▶ _The problem_: Reproduce the following lines verbatim, keeping their original order.
## Start
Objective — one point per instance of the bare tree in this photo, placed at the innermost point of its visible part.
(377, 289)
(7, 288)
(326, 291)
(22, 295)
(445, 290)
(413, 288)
## End
▶ _Full answer_:
Objective — one point per instance of the bare tree in this photo, placed at the innermost point of its visible part.
(377, 289)
(7, 288)
(326, 291)
(22, 295)
(445, 290)
(413, 288)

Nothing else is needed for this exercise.